§ **PROBLEM REQUIREMENTS**
Please return each record exactly as it stands.
--- INFORMATION GIVEN Enclosed Below ---
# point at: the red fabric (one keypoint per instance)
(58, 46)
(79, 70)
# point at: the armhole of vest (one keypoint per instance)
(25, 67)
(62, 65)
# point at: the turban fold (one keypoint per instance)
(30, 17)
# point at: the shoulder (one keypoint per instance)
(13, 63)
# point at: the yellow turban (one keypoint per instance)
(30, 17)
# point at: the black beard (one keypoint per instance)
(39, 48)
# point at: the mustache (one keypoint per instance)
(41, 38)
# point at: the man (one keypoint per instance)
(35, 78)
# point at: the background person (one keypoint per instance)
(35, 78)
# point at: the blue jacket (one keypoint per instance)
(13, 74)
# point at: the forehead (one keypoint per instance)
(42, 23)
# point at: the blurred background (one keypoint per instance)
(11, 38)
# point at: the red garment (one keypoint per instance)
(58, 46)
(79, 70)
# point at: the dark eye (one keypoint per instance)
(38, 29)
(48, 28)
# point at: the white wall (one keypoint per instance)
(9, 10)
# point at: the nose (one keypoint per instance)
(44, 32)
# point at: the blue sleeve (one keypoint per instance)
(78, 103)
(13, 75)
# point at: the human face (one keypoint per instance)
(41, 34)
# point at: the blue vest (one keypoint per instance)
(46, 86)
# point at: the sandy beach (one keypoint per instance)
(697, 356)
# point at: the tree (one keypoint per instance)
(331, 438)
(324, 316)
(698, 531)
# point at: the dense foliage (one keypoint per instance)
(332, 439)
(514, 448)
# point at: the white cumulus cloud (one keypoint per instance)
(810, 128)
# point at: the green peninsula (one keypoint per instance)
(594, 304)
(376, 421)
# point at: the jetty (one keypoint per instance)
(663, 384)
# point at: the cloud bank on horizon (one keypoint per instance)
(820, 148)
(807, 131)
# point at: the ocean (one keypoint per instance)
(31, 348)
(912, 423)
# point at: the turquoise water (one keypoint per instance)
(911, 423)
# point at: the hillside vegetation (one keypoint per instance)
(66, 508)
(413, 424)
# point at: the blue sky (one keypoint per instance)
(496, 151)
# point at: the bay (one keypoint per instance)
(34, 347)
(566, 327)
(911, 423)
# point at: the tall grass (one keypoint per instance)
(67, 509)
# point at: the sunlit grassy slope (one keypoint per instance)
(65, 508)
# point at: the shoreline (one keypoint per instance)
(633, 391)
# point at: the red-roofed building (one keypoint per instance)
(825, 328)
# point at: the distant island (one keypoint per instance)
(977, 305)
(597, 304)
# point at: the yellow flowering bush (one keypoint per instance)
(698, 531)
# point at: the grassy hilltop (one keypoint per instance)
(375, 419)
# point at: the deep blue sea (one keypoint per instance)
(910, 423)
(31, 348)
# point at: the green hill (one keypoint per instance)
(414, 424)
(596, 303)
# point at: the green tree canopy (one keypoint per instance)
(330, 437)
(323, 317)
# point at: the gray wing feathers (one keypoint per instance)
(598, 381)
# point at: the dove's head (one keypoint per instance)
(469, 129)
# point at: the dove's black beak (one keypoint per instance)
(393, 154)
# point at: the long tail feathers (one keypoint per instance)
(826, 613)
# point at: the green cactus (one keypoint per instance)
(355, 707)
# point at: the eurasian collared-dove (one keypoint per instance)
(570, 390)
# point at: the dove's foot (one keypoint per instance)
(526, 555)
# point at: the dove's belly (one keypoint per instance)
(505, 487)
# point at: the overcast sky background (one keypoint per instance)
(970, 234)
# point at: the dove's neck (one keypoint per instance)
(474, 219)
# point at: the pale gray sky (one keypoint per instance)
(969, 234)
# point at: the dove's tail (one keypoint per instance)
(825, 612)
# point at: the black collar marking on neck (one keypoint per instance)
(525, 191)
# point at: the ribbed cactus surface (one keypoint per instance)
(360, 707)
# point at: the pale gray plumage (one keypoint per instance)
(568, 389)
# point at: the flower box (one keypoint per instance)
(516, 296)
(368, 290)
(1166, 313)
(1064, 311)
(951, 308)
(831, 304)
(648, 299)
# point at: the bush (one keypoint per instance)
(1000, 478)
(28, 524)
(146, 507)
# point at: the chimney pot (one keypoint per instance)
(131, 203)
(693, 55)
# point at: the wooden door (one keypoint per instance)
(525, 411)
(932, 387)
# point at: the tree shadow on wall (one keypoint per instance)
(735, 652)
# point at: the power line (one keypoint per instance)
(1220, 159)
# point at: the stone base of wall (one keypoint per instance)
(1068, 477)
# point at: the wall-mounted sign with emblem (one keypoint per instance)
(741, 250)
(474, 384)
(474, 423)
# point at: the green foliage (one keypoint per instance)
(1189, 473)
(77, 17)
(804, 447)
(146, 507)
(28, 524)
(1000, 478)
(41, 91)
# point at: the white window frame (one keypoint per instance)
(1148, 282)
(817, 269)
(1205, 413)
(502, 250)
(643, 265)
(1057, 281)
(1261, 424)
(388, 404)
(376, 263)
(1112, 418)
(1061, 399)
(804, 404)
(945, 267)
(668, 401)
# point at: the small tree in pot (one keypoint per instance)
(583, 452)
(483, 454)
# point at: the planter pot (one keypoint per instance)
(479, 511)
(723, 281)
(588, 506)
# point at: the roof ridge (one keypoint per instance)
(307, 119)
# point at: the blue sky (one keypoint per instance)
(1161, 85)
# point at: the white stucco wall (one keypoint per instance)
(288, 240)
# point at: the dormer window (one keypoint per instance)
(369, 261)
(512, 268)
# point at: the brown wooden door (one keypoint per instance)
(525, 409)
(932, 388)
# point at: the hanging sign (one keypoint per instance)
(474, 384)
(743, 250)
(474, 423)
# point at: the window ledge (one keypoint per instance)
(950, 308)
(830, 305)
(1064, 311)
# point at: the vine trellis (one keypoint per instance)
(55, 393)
--- End of Enclosed INFORMATION GIVEN ---
§ **EXPECTED ANSWER**
# point at: the red fabric (one keypoint per instance)
(58, 46)
(79, 70)
# point at: the armhole of vest (one keypoint per instance)
(25, 67)
(62, 65)
# point at: the turban fold (one keypoint per instance)
(30, 17)
# point at: the shoulder (one keypoint per instance)
(13, 63)
# point at: the yellow turban (one keypoint per instance)
(30, 17)
# point at: the black beard (one keypoint per instance)
(39, 48)
# point at: the mustache (one keypoint per instance)
(41, 38)
# point at: the man (one keypoint per instance)
(35, 78)
# point at: the background person (one keypoint per instance)
(35, 78)
# point at: the blue jacket (one keypoint per instance)
(13, 74)
# point at: the forehead (one keypoint per instance)
(42, 23)
# point at: the blurred background (one keypoint per instance)
(11, 38)
# point at: the red garment (one keypoint per instance)
(58, 46)
(79, 70)
# point at: the dark eye (one keypoint per instance)
(38, 29)
(48, 28)
# point at: the white wall (one keypoint per instance)
(9, 10)
# point at: the nose (one keypoint per instance)
(44, 32)
# point at: the blue sleeve (one keypoint per instance)
(78, 103)
(13, 75)
# point at: the human face (one keypoint per instance)
(41, 34)
# point at: the blue vest (one keypoint per instance)
(46, 86)
# point at: the sandy beach (one keypoint per instance)
(697, 356)
# point at: the tree (one keypoint per instance)
(331, 438)
(324, 316)
(698, 531)
# point at: the dense foliage (one keypoint per instance)
(332, 439)
(514, 448)
# point at: the white cumulus cloud (one keypoint per instance)
(810, 128)
# point at: the green peninsula (one keypoint per instance)
(594, 304)
(376, 421)
# point at: the jetty (one keypoint per instance)
(663, 384)
# point at: the cloud bank on horizon (one keypoint per instance)
(820, 148)
(807, 131)
# point at: the ocean (one keypoint per instance)
(31, 348)
(912, 423)
# point at: the turquoise water (one keypoint per instance)
(911, 423)
# point at: the hillside vegetation (one keypoint per instance)
(66, 508)
(413, 424)
# point at: the blue sky (one keypoint per instance)
(496, 151)
# point at: the bay (one keypoint per instance)
(34, 347)
(566, 327)
(911, 423)
# point at: the tall grass (one keypoint per instance)
(67, 509)
# point at: the sunlit grassy slope (one keypoint per instance)
(65, 508)
# point at: the shoreline (one keypoint per instance)
(633, 391)
# point at: the red-roofed building (one keypoint per instance)
(825, 328)
# point at: the distant island (one keypoint per instance)
(977, 305)
(597, 304)
# point at: the yellow flowering bush (one keypoint per instance)
(698, 531)
# point at: the grassy hilltop (one keypoint per instance)
(375, 419)
# point at: the deep blue sea (one keypoint per instance)
(910, 423)
(31, 348)
# point at: the green hill (one keypoint per instance)
(414, 424)
(596, 303)
# point at: the green tree canopy (one keypoint per instance)
(330, 437)
(323, 317)
# point at: the gray wing feathers (one keypoint per instance)
(598, 381)
# point at: the dove's head (one keypoint per instance)
(469, 129)
# point at: the dove's black beak (one keypoint per instance)
(393, 154)
# point at: the long tail feathers (one keypoint per instance)
(826, 613)
# point at: the green cactus (one keypoint per instance)
(355, 707)
# point at: the eurasian collared-dove (one keypoint per instance)
(570, 390)
# point at: the dove's foot (one keypoint per instance)
(526, 555)
# point at: the dove's belly (one keypoint per instance)
(505, 487)
# point at: the overcast sky background (one keypoint per instance)
(970, 234)
# point at: the dove's neck (one keypoint per instance)
(474, 219)
# point at: the pale gray sky (one keypoint per instance)
(969, 234)
# point at: the dove's tail (one keypoint per instance)
(825, 612)
# point at: the black collar marking on neck (one keypoint per instance)
(525, 191)
# point at: the ribbed cactus surface (one keypoint per instance)
(360, 707)
# point at: the pale gray plumage (one keypoint per instance)
(568, 389)
# point at: the flower box (one keypoint per instance)
(516, 296)
(368, 290)
(1166, 313)
(1064, 311)
(951, 308)
(831, 304)
(648, 299)
# point at: the bush (one keypoint per instance)
(1000, 478)
(28, 524)
(146, 507)
# point at: the chimney pot (one keypoint per instance)
(131, 203)
(693, 55)
# point at: the wooden door (one keypoint per instance)
(525, 411)
(932, 387)
# point at: the tree shadow on wall (one keypoint per instance)
(735, 652)
# point at: the power line (one keypoint per instance)
(1220, 159)
# point at: the stone base of wall (one keypoint per instance)
(1068, 477)
# point at: the wall-mounted sign with emblem (one keypoint per instance)
(741, 250)
(474, 384)
(474, 423)
# point at: the green foliage (one keypoint per instance)
(1189, 473)
(77, 17)
(804, 447)
(146, 507)
(28, 524)
(1000, 478)
(41, 91)
# point at: the white window frame (one keypoint per instance)
(1148, 282)
(817, 269)
(1205, 413)
(502, 250)
(643, 265)
(1057, 281)
(1261, 424)
(388, 404)
(376, 263)
(1112, 418)
(1061, 399)
(804, 404)
(945, 267)
(668, 401)
# point at: the small tree in pot (one keypoint per instance)
(583, 452)
(483, 454)
# point at: the planter pot (one keypoint per instance)
(479, 511)
(723, 281)
(588, 506)
# point at: the roof ridge (one keypoint per instance)
(307, 119)
# point at: the blue sky (one keypoint per instance)
(1161, 85)
# point at: the white stucco wall (one keypoint per instance)
(288, 240)
# point at: the dormer window (one keypoint per instance)
(369, 261)
(512, 268)
# point at: the brown wooden door (one keypoint per instance)
(525, 409)
(932, 388)
# point at: the hanging sign (one keypoint per instance)
(474, 384)
(743, 250)
(474, 423)
# point at: the window ledge (one keypoint per instance)
(950, 308)
(830, 305)
(1064, 311)
# point at: the vine trellis (one keypoint per instance)
(55, 393)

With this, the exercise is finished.